### [RECORDS FOR PROCESSING]
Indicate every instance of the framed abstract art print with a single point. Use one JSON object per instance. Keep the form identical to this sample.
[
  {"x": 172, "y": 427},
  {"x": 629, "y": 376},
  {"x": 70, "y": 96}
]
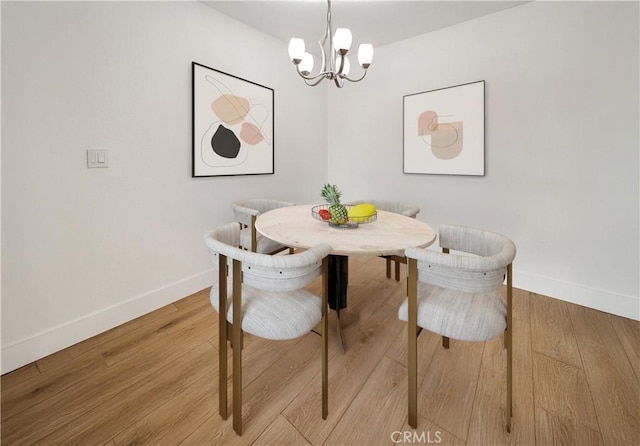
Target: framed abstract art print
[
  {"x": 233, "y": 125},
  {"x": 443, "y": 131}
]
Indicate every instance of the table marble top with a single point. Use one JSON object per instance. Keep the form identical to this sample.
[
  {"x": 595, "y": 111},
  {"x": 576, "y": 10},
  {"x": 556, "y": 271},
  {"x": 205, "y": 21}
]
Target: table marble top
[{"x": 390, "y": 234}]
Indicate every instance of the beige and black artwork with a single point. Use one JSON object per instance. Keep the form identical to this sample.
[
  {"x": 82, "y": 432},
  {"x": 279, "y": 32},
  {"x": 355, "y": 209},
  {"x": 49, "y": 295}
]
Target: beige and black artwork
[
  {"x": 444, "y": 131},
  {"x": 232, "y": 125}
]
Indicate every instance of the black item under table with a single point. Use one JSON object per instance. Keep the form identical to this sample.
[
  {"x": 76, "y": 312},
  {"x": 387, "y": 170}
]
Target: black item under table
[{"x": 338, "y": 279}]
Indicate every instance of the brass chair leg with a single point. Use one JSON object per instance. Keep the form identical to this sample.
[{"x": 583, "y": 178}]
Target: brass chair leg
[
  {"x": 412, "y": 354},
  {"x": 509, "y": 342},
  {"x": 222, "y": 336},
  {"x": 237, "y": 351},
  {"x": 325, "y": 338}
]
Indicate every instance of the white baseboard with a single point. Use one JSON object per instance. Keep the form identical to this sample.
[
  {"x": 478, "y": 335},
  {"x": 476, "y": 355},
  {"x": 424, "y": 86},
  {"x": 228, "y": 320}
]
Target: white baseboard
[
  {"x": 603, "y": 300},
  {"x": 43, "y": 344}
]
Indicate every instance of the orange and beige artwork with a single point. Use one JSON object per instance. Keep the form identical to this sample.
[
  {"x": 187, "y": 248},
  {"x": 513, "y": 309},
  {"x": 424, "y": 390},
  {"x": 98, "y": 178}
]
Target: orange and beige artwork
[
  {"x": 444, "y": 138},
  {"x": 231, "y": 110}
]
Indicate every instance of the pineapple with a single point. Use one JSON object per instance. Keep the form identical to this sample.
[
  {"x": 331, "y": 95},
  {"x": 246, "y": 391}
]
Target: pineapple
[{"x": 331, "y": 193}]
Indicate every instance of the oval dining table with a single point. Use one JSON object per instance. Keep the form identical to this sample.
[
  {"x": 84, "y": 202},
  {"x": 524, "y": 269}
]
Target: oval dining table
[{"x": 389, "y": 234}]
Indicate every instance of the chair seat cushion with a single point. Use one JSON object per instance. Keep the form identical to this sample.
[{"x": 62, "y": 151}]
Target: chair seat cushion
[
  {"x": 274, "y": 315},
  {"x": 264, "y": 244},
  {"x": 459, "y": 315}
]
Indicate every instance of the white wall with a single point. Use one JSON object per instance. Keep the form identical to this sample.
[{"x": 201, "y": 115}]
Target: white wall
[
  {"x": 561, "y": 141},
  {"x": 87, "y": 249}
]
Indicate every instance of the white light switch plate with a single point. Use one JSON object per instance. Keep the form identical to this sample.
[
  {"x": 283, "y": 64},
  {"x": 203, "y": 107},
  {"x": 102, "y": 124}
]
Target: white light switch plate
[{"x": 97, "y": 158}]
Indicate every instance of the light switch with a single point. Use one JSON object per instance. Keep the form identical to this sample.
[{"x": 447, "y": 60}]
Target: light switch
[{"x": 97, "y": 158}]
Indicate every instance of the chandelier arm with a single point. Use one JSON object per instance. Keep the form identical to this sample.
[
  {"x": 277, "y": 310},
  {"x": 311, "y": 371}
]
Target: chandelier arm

### [EXERCISE OBJECTIVE]
Swap "Indicate" for "Mark" everywhere in the lines above and leave everything else unchanged. Reproduce the lines without the pictures.

### [SOLUTION FOR THIS PROBLEM]
Mark every instance of the framed abstract art print with a single point. Use one JSON object per instance. Keep the form identical to this sample.
[
  {"x": 172, "y": 427},
  {"x": 629, "y": 376},
  {"x": 70, "y": 96}
]
Target: framed abstract art print
[
  {"x": 233, "y": 125},
  {"x": 443, "y": 131}
]
Mark every instance of the table marble top with a single point. Use one JSON object per instance. Keep the form identical to this sample.
[
  {"x": 595, "y": 111},
  {"x": 576, "y": 10},
  {"x": 556, "y": 271},
  {"x": 205, "y": 21}
]
Target: table marble top
[{"x": 390, "y": 234}]
Mark every instance of the beige and black artwork with a single point. Use one JSON object per instance. Keep the form identical to this sample.
[
  {"x": 82, "y": 432},
  {"x": 279, "y": 32},
  {"x": 355, "y": 209},
  {"x": 49, "y": 295}
]
Target: beige and black artwork
[
  {"x": 444, "y": 131},
  {"x": 232, "y": 125}
]
Mark every instance of the black item under table with a single point. Use one JSON object per instance. Keep the form identical to this sample.
[
  {"x": 76, "y": 312},
  {"x": 387, "y": 170}
]
Target: black item under table
[{"x": 338, "y": 279}]
Mark every instance of the brass chair leg with a single point. Use one JSON object per instance. Keep the form identical to this sample.
[{"x": 583, "y": 178}]
Target: brass chair leg
[
  {"x": 412, "y": 354},
  {"x": 509, "y": 342},
  {"x": 222, "y": 336},
  {"x": 237, "y": 351},
  {"x": 325, "y": 338}
]
Mark every instance of the white baseboard with a single point. Use one JSON object per instance. Keep the form identical to this sample.
[
  {"x": 478, "y": 335},
  {"x": 476, "y": 355},
  {"x": 424, "y": 86},
  {"x": 228, "y": 320}
]
Target: white baseboard
[
  {"x": 603, "y": 300},
  {"x": 43, "y": 344}
]
Mark every instance of the orange and beige artwork with a single point. Use one JSON object per instance. Keep the form identical to this sample.
[
  {"x": 187, "y": 248},
  {"x": 513, "y": 309},
  {"x": 424, "y": 390},
  {"x": 98, "y": 178}
]
Target: orange and beige artwork
[
  {"x": 444, "y": 138},
  {"x": 231, "y": 110}
]
Mark every instance of the pineapple with a single point. Use one JSON object per instance. Keep the form identical to this sample.
[
  {"x": 331, "y": 95},
  {"x": 246, "y": 391}
]
Target: pineapple
[{"x": 331, "y": 193}]
Mark every instance of the oval dining table with a single point. Use one JSON object per instance. Keep the form identical to this sample.
[
  {"x": 84, "y": 202},
  {"x": 524, "y": 269}
]
Target: oval dining table
[{"x": 389, "y": 234}]
Mark every instance of the chair seat cushion with a single point. Use one JSON object per instance. Keep the form identical to this sample.
[{"x": 62, "y": 151}]
Target: chair seat cushion
[
  {"x": 274, "y": 315},
  {"x": 264, "y": 244},
  {"x": 459, "y": 315}
]
Mark every instance of the white wall with a single point. Use one JSON object per instance. Keep the form identical to this sample.
[{"x": 201, "y": 115}]
Target: white wall
[
  {"x": 561, "y": 141},
  {"x": 87, "y": 249}
]
Mark every instance of the white light switch plate with a single point. Use one JSON object per instance. Keep the form identical to this sample.
[
  {"x": 283, "y": 64},
  {"x": 203, "y": 107},
  {"x": 102, "y": 124}
]
Target: white light switch plate
[{"x": 97, "y": 158}]
Mark every instance of the light switch with a single point. Use one JSON object per instance. Keep the form identical to this sample.
[{"x": 447, "y": 60}]
Target: light switch
[{"x": 97, "y": 158}]
Mark every instance of the chandelier arm with a single point. Use one JSON object per instance. Keep the form identical to this sample.
[
  {"x": 277, "y": 310},
  {"x": 311, "y": 371}
]
Target: chandelier arm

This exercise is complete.